** YOUR GOAL **
Pull out each line of the records that contains the string 'single', matching case exactly.

** PROVIDED INFORMATION **
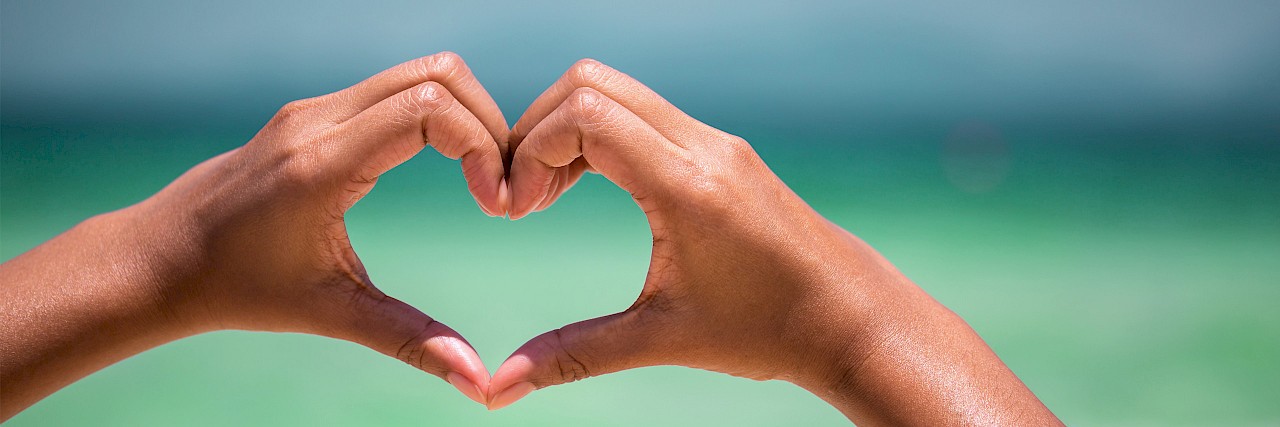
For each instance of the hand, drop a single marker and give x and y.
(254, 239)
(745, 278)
---
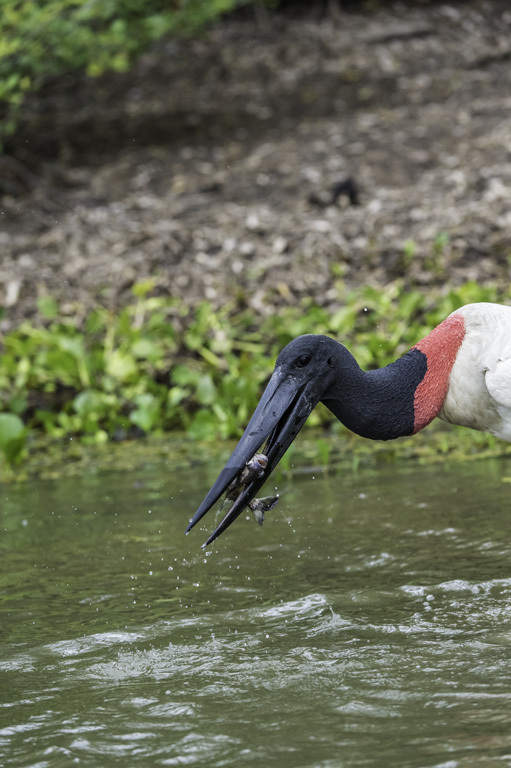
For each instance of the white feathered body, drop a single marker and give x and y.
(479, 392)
--
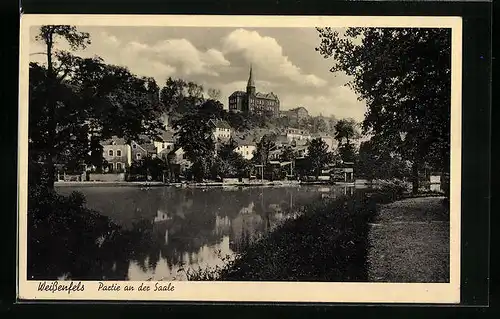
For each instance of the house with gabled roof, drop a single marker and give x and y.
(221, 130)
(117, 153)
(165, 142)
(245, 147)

** FULL SOLUTION **
For each instance of the hand, drop a single marker and give x and y.
For each instance of the white feathered body, drop a single marker and give x and y.
For each instance of the house with gabled roof, drop a single marker and give x and y.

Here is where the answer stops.